Exercise objective:
Show each line of the records below that contains the word "stucco".

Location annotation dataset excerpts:
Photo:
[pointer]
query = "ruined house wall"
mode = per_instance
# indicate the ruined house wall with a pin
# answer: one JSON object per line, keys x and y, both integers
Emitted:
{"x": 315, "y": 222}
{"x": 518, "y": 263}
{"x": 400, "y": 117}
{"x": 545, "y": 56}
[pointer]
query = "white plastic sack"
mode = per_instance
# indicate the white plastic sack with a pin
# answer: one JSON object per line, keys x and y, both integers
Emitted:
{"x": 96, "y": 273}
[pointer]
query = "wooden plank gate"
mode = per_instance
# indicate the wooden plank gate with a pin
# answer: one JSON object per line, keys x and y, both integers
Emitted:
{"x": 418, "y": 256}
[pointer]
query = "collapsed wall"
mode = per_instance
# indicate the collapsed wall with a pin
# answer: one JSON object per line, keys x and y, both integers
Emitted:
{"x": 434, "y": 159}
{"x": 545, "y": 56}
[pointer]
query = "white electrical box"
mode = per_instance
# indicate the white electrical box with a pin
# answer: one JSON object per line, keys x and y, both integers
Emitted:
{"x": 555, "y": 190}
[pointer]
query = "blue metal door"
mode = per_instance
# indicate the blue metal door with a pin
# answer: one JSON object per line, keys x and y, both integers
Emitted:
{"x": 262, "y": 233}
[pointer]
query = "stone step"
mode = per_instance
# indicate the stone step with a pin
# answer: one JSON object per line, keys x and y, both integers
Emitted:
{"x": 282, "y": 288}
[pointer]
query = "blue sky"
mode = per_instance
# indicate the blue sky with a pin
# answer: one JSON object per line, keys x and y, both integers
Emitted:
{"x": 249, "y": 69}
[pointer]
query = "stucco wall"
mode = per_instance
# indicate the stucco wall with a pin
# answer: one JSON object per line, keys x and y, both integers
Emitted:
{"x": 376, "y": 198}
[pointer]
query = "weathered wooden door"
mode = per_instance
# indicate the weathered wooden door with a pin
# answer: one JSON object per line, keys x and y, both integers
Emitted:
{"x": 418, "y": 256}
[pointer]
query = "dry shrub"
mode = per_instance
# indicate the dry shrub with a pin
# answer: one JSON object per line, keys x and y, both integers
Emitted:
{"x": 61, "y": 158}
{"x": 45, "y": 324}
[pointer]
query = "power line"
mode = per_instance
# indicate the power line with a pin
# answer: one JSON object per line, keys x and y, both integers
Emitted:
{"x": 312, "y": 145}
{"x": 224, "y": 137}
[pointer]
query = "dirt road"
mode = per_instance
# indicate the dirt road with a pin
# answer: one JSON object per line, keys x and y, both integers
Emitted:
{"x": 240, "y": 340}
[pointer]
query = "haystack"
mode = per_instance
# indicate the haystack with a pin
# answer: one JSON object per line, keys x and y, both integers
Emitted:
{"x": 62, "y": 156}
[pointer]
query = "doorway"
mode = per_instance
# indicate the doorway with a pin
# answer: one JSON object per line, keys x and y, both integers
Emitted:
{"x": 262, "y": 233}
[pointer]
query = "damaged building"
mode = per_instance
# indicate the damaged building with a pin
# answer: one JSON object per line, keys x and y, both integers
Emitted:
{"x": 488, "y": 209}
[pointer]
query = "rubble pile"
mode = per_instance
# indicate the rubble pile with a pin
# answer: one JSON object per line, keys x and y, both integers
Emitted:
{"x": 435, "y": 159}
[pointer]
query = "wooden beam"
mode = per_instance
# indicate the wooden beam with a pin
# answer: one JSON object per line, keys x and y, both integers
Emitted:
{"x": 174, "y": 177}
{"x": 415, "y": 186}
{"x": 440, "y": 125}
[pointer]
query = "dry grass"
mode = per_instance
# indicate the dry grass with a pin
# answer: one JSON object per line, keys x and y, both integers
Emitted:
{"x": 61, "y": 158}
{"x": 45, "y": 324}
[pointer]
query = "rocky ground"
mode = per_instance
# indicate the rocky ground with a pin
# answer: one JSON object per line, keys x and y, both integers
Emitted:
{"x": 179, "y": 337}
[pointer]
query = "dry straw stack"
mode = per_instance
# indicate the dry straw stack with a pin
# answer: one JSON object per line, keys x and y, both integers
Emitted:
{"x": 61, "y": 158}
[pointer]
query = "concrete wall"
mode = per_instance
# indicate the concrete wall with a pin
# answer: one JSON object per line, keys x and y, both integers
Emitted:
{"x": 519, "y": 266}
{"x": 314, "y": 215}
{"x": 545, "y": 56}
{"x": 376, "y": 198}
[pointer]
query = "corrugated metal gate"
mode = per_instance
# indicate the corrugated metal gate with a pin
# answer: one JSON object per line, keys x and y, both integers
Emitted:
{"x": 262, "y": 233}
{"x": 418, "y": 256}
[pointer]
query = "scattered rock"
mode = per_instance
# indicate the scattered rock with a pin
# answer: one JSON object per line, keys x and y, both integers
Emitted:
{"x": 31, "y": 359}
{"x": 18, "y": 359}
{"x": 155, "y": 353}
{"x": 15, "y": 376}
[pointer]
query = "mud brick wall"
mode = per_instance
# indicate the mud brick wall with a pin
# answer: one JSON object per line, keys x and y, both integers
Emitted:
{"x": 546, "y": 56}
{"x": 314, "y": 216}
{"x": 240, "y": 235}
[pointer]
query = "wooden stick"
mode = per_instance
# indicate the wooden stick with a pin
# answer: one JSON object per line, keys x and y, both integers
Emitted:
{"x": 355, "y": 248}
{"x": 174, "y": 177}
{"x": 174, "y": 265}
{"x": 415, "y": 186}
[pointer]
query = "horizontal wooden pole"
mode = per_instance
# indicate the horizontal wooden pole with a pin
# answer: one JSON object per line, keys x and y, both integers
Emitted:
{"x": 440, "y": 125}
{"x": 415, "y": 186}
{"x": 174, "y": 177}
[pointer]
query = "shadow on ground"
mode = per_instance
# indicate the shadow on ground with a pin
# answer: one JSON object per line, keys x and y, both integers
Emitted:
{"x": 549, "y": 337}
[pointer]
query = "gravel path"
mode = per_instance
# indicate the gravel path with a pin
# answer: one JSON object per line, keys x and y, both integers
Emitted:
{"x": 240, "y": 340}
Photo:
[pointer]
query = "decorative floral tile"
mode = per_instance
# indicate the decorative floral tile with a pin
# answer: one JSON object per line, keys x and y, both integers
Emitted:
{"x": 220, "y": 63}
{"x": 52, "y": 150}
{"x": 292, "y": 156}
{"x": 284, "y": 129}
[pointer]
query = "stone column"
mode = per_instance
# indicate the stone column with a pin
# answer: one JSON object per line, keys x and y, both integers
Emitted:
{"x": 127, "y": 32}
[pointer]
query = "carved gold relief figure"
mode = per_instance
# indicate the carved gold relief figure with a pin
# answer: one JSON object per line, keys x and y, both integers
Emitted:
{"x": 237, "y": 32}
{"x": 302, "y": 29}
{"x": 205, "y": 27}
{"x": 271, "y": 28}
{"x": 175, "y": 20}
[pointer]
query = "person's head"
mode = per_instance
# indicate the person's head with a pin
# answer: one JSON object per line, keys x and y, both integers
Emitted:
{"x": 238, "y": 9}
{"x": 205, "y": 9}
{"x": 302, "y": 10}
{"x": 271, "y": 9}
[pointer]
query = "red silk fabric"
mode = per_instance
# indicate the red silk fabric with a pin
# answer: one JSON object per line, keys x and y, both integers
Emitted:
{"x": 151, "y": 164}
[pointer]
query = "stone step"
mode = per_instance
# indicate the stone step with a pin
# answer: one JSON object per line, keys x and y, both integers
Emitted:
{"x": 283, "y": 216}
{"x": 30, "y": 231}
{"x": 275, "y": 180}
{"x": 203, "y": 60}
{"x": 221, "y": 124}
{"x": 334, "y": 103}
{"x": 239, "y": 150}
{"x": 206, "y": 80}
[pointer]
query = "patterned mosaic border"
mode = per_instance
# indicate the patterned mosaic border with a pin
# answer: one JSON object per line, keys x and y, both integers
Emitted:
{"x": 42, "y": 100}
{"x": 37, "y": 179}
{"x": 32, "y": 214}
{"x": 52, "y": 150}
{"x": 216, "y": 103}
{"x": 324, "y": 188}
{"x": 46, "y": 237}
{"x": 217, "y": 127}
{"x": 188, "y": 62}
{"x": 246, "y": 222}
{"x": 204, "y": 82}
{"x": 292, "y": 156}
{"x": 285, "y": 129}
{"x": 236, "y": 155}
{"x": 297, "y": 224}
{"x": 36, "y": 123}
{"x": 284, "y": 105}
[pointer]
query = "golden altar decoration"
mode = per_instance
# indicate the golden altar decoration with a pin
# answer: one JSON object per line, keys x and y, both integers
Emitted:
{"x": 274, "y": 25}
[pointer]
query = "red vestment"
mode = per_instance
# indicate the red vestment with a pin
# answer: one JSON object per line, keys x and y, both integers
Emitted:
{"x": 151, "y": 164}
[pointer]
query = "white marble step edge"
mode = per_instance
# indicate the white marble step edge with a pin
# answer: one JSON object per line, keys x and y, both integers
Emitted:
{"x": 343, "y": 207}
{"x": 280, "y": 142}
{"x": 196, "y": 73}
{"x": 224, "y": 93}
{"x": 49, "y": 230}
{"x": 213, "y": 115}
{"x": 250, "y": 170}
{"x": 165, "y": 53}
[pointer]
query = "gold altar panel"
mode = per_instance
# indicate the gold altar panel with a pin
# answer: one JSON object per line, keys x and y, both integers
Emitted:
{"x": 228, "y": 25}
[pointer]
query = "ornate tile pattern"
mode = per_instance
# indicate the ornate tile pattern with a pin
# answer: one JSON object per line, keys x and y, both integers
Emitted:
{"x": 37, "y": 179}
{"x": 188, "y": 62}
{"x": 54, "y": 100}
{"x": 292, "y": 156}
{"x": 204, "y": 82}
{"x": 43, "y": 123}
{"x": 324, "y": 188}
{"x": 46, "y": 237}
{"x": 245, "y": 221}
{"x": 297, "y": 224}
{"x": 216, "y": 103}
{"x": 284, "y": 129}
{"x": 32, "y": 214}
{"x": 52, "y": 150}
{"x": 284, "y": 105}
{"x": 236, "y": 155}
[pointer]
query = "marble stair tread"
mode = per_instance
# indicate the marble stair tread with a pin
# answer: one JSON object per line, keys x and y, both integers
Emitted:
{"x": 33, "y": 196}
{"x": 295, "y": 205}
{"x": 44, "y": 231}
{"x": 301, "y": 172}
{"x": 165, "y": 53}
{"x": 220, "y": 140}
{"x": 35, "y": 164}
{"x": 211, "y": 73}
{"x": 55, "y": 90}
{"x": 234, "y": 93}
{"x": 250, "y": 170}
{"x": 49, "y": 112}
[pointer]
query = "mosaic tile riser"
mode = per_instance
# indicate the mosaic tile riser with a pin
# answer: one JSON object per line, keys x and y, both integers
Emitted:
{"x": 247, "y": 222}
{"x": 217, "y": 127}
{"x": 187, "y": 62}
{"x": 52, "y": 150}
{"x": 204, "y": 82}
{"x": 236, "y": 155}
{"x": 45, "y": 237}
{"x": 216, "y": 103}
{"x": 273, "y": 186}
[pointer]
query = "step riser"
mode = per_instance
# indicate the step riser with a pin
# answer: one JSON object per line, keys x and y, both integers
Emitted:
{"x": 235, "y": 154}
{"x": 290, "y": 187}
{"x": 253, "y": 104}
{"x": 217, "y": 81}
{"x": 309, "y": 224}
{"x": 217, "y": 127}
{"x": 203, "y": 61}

Task solution:
query = "stucco wall"
# indicate the stucco wall with a pin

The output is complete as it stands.